- WHAT IS EXPECTED:
Rewrite as a numbered list the lines of the items from the line containing "In this exercise you will locate the brick base" up to and including the line containing "[(891, 554)]", omitting any blank lines.

Items drawn from a data source
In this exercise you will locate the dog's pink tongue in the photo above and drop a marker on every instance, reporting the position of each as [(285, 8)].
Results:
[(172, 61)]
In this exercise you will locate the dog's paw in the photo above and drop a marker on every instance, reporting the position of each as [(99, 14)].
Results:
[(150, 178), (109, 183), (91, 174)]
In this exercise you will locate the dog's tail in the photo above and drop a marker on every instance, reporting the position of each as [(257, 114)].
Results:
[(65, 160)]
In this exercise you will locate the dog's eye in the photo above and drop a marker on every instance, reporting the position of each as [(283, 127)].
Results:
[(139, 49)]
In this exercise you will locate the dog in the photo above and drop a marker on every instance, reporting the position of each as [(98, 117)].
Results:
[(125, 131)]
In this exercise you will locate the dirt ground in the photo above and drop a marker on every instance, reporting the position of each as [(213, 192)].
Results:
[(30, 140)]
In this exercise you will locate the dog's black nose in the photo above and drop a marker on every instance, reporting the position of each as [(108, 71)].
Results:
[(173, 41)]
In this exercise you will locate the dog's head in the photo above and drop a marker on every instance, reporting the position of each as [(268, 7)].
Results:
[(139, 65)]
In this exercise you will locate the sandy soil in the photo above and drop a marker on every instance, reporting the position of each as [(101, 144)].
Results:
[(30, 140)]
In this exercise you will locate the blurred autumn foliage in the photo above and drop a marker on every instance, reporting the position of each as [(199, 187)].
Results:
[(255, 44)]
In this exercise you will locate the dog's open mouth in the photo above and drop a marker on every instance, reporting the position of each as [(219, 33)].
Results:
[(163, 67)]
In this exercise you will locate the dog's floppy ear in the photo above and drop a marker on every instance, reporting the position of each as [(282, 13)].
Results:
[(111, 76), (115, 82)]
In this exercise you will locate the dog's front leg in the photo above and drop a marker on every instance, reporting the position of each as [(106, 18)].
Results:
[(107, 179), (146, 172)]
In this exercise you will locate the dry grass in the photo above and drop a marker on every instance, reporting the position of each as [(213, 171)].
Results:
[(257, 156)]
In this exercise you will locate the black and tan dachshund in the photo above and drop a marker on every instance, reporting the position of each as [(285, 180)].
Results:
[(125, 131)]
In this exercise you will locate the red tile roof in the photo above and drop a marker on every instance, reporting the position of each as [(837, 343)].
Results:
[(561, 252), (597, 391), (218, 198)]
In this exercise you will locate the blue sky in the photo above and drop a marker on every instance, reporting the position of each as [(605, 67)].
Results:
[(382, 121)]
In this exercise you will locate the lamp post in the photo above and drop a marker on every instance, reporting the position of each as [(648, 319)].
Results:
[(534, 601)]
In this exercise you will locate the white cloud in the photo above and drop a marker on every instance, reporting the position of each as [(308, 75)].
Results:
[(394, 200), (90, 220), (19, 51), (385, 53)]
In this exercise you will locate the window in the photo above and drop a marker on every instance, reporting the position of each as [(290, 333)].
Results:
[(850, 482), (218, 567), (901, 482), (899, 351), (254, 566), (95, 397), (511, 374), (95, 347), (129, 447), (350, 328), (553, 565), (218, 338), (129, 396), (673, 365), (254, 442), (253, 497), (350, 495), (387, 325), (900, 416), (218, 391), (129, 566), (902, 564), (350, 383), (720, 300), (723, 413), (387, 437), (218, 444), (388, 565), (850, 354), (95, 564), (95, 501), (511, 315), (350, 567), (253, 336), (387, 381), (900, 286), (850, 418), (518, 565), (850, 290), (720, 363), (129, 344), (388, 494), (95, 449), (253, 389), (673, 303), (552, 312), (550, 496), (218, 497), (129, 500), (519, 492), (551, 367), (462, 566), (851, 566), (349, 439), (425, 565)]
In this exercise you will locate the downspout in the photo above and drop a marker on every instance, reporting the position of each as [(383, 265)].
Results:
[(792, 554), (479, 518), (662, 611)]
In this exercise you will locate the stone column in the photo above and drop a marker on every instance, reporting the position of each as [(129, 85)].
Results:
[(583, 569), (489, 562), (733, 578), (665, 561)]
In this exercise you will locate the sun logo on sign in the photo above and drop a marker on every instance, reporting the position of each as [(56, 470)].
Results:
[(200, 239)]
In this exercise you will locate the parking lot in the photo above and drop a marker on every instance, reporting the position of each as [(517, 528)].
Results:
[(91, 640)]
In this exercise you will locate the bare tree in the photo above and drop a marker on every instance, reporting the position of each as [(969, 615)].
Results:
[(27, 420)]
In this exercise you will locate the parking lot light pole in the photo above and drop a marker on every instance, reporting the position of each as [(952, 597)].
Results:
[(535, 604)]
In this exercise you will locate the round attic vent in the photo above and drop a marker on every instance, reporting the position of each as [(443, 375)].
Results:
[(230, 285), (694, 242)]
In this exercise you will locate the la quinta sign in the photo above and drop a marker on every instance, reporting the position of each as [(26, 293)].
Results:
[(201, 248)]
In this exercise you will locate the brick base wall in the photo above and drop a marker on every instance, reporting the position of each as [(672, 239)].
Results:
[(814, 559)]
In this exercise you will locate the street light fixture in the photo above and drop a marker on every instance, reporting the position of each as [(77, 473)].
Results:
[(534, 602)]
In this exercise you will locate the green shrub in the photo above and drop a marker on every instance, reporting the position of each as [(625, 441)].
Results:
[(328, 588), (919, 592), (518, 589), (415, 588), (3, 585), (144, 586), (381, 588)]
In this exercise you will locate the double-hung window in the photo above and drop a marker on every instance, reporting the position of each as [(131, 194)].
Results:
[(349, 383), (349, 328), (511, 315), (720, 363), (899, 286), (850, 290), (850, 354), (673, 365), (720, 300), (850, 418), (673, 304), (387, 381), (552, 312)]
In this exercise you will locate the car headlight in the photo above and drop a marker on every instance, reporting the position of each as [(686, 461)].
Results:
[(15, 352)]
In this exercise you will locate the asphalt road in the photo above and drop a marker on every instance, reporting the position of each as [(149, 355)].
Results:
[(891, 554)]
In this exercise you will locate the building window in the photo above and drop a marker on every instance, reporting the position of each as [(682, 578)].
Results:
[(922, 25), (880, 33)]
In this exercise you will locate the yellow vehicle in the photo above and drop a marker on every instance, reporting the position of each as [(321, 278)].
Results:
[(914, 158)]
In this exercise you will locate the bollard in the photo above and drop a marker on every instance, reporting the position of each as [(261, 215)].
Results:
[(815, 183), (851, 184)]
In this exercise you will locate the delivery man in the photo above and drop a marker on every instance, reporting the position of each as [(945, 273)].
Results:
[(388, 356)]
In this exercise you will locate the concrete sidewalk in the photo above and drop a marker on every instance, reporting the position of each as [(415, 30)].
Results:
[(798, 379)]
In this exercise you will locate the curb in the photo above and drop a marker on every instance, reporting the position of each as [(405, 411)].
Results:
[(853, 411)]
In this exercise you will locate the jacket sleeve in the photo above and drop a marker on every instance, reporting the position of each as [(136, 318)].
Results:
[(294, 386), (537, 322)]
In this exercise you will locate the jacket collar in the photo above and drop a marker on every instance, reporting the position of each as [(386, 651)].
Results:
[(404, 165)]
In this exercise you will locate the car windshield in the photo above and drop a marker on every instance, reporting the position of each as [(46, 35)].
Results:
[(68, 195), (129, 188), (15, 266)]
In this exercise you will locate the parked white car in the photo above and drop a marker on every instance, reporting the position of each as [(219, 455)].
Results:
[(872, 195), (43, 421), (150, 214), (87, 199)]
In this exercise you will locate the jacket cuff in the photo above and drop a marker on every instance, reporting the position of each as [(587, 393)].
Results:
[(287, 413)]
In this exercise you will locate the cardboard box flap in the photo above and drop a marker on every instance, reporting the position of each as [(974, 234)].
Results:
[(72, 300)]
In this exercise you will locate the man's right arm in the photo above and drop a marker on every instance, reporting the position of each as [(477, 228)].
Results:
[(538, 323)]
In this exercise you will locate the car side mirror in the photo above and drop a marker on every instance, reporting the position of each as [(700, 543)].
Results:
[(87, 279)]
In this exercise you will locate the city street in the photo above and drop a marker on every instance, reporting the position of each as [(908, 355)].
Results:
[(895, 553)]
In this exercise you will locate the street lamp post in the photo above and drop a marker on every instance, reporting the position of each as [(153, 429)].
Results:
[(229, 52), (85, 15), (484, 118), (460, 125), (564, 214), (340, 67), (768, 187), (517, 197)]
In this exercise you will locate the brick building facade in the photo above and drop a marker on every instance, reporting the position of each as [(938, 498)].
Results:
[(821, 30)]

- WRITTEN ANSWER:
1. In this exercise you will locate the brick base wall in the photo above and drop a marker on every instance, reporting the position of each as [(672, 239)].
2. Results:
3. [(814, 559)]
4. In this exercise you will locate the street light fixture in the photo above and drop a marker on every instance, reporting the position of each as [(77, 473)].
5. Results:
6. [(534, 602)]
7. In this exercise you will locate the green shrub in the photo above and drop a marker on every instance, reporting the position of each as [(625, 441)].
8. Results:
9. [(328, 588), (919, 592), (518, 589), (415, 588), (3, 585), (144, 586), (381, 588)]
10. In this exercise you will locate the double-hung window in the photo above and drop a marker on every instance, reporting the position of each as [(131, 194)].
11. Results:
12. [(349, 383), (349, 328), (511, 315), (720, 363), (899, 286), (850, 290), (850, 354), (673, 365), (720, 300), (850, 418), (673, 304), (387, 381), (552, 312)]
13. In this exercise you will locate the car headlight in the photo above and drop a marker on every instance, reporting the position of each as [(686, 461)].
14. Results:
15. [(15, 352)]
16. In this exercise you will locate the asphalt road in the photo above and drop a marker on every instance, reporting the position of each as [(149, 355)].
17. Results:
18. [(891, 554)]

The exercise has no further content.